• **MATERIAL TO PROCESS**:
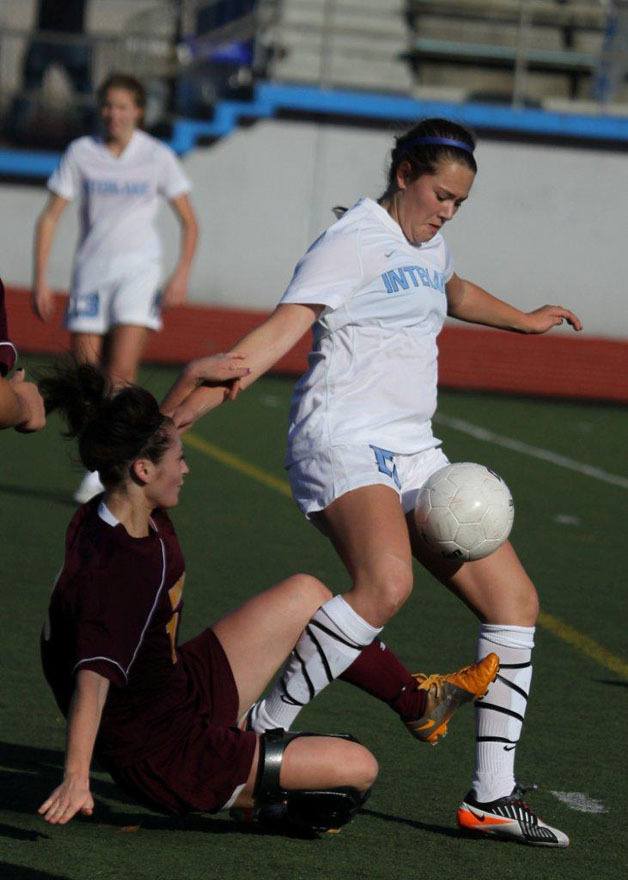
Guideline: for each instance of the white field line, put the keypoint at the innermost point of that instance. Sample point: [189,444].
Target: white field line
[532,451]
[578,800]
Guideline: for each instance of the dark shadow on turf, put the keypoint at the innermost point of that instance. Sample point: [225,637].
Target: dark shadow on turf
[28,774]
[20,833]
[39,494]
[420,826]
[17,872]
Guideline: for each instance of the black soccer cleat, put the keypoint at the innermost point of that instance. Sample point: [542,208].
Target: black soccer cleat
[508,817]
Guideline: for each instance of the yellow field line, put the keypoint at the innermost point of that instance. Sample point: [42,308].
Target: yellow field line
[237,463]
[584,644]
[563,631]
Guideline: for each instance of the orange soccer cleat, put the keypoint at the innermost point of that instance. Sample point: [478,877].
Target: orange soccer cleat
[445,693]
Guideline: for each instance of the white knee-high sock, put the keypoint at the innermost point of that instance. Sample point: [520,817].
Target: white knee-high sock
[499,715]
[328,645]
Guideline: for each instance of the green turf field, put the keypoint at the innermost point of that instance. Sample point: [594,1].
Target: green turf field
[241,533]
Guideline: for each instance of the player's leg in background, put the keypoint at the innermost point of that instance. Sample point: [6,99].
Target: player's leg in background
[126,345]
[87,348]
[318,763]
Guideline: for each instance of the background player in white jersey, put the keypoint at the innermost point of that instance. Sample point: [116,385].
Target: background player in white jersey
[120,178]
[377,286]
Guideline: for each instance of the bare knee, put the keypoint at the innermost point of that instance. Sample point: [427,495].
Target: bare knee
[530,607]
[379,598]
[307,588]
[363,769]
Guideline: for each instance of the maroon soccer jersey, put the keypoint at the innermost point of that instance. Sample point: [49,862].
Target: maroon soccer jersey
[168,732]
[115,610]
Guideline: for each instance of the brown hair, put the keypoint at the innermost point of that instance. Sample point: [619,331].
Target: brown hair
[424,157]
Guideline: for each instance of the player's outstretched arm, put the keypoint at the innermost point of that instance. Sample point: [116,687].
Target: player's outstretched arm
[469,302]
[74,795]
[261,348]
[21,404]
[42,301]
[217,371]
[176,289]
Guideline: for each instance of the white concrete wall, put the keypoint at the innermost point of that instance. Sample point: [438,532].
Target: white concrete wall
[544,224]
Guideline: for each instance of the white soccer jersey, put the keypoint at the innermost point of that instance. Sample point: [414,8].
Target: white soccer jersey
[120,197]
[372,372]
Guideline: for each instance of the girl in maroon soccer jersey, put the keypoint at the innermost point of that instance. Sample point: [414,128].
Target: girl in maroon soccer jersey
[166,720]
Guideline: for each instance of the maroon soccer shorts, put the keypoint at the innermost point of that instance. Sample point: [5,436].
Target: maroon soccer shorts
[213,757]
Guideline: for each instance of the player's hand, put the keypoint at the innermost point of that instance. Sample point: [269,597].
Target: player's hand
[42,302]
[175,292]
[31,401]
[68,799]
[543,319]
[219,368]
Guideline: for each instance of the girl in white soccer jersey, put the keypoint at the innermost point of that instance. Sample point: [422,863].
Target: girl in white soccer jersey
[377,286]
[120,178]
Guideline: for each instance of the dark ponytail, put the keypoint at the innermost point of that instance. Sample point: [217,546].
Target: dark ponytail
[113,427]
[428,143]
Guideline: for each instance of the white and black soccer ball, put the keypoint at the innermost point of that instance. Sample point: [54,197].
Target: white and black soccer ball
[464,511]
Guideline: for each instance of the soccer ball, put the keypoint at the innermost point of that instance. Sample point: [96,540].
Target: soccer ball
[464,511]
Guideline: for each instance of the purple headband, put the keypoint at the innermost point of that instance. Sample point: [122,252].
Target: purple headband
[445,142]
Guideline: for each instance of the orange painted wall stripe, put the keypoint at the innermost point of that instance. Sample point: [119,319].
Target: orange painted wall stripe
[479,359]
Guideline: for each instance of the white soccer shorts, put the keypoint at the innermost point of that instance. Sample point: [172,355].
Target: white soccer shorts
[133,298]
[318,481]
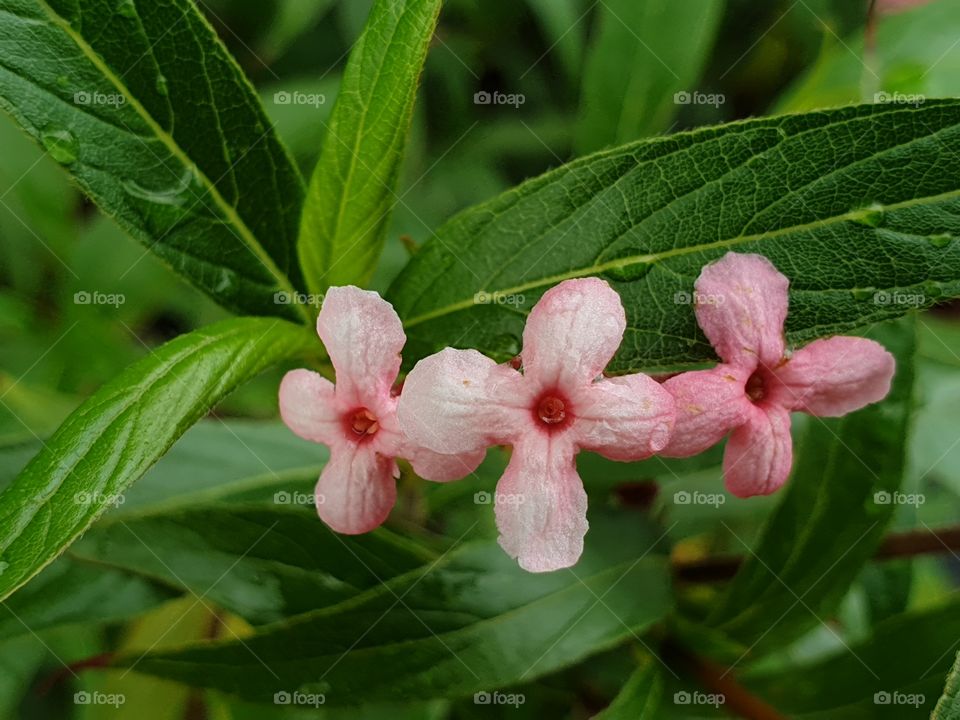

• **TASK DESCRIPTION**: Give back all of the data exactly, but not the pictures.

• **WRITTEN RESPONSE**:
Guideline: for each instance of the white field line, put the keypoint at the innermost point of that instance. Sample point: [189,444].
Target: white field line
[532,451]
[578,800]
Guideline: for each instance of the dark shadow on turf, put the keypoint at the innermost point of that instance. Sample point: [225,637].
Target: dark shadow on turf
[28,774]
[20,833]
[39,494]
[420,826]
[17,872]
Guideline: for each instance of the black soccer cleat, put the keypoint at the innermost point of that instance. Sample point: [542,208].
Target: black soccer cleat
[508,817]
Guideline: for each instance of the yellow field line, put the keypoint at the innermost point of that instance. Sample point: [42,308].
Target: yellow field line
[237,463]
[584,644]
[563,631]
Guideline: for each instance of the orange soccer cleat, put the keypoint at the innermost point of that instance. Sample point: [478,877].
Target: orange soccer cleat
[445,693]
Guideline: for each instance of the white knee-high sock, put the keypoint at the innermost point of that instance. Sample point: [520,817].
Target: white knee-high sock
[499,715]
[328,645]
Guideline: for each instance of the green turf field, put the keypoint at the innermost point of that instance. Sample point: [594,1].
Target: green turf field
[241,533]
Guideline: for each instance of the player's leg in background, put the keypoint at the innermost point of that instance. Sample point: [6,99].
Target: player's leg in background
[126,345]
[87,348]
[318,763]
Guideline: for each instance of the background player in white jersey, put the keypoint at the innermost point of that instance. Sample point: [116,385].
Target: background player in white jersey
[120,178]
[377,286]
Guideline: for each instance of the bare knee, put the keypoint at the innermost point of that instance. Sample point: [427,495].
Target: bare knee
[530,607]
[379,598]
[307,588]
[363,769]
Guideline: for each instance of the maroon soccer jersey, put the keypoint at the innermost point of that instance. Sample point: [49,862].
Target: maroon soccer jersey
[168,732]
[115,610]
Guideline: for each instance of the brown hair, put the keypoint at the innermost point of that instance. Sample point: [619,331].
Target: brown hair
[424,157]
Guideline: for each instance of the player's outstretched arm, put the keypoint at the innermost point of that instance. Sample point: [116,687].
Target: player's outstretched arm
[469,302]
[74,795]
[261,348]
[21,404]
[42,301]
[217,371]
[176,289]
Guideline: for each instance of the white concrete wall, put the keypoint at the innermost point of that instance. Sample point: [438,532].
Target: white concrete wall
[544,224]
Guideline: for each instance of the white soccer jersey, put the keypoint at the innermost point of that instance. Sample point: [414,8].
Target: white soccer jersey
[120,197]
[372,372]
Guideline: for each instance of the girl in maroon soccer jersey, put the keypoint at the innermost point of that instance. Sample point: [414,128].
Target: girl in maroon soccer jersey
[166,720]
Guideline: for each instance of the maroon soccer shorts, put the keypoint at the innermost point of that instance. Sample point: [5,436].
Target: maroon soccer shorts
[213,757]
Guideline: for each instance of the player's hand, put the keypoint at the innermost point of that instance. Sample point: [269,597].
Target: player's hand
[42,302]
[175,292]
[31,401]
[68,799]
[543,319]
[219,368]
Guideline: for each instance of the girl in white soccer jersey, put the keypoint at the innermost point of that instance. Sample point: [422,863].
Target: girl in white soccer jersey
[377,286]
[120,178]
Guideline: for each instance of the dark ponytail, put the keypoint at the innermost point of that instance. Sample point: [217,546].
Target: dark ponytail
[113,427]
[428,143]
Guideline: for each instance of the white and black soccer ball, put the keypoint at the innermost point of that instance. Sample point: [54,197].
Target: white and black soccer ball
[464,511]
Guideline: for each instance of the soccer ball, put the keypoint at the innermost point of that instance. Sample point: [96,540].
Target: soccer ball
[464,511]
Guideline: for each instance of the purple headband, put the keypoint at the innermost point of that instance. Sample point: [122,252].
Target: purple headband
[445,142]
Guideline: for each instance of the orange painted wall stripe, put the keypoint at the innermost point of that instance. Sample point: [119,319].
Target: orange painted wall stripe
[479,359]
Guideline: for each instance of the white soccer shorts, put the keypoint at the innermost point of that instance. Sample point: [172,355].
Target: white soccer shorts
[133,298]
[318,481]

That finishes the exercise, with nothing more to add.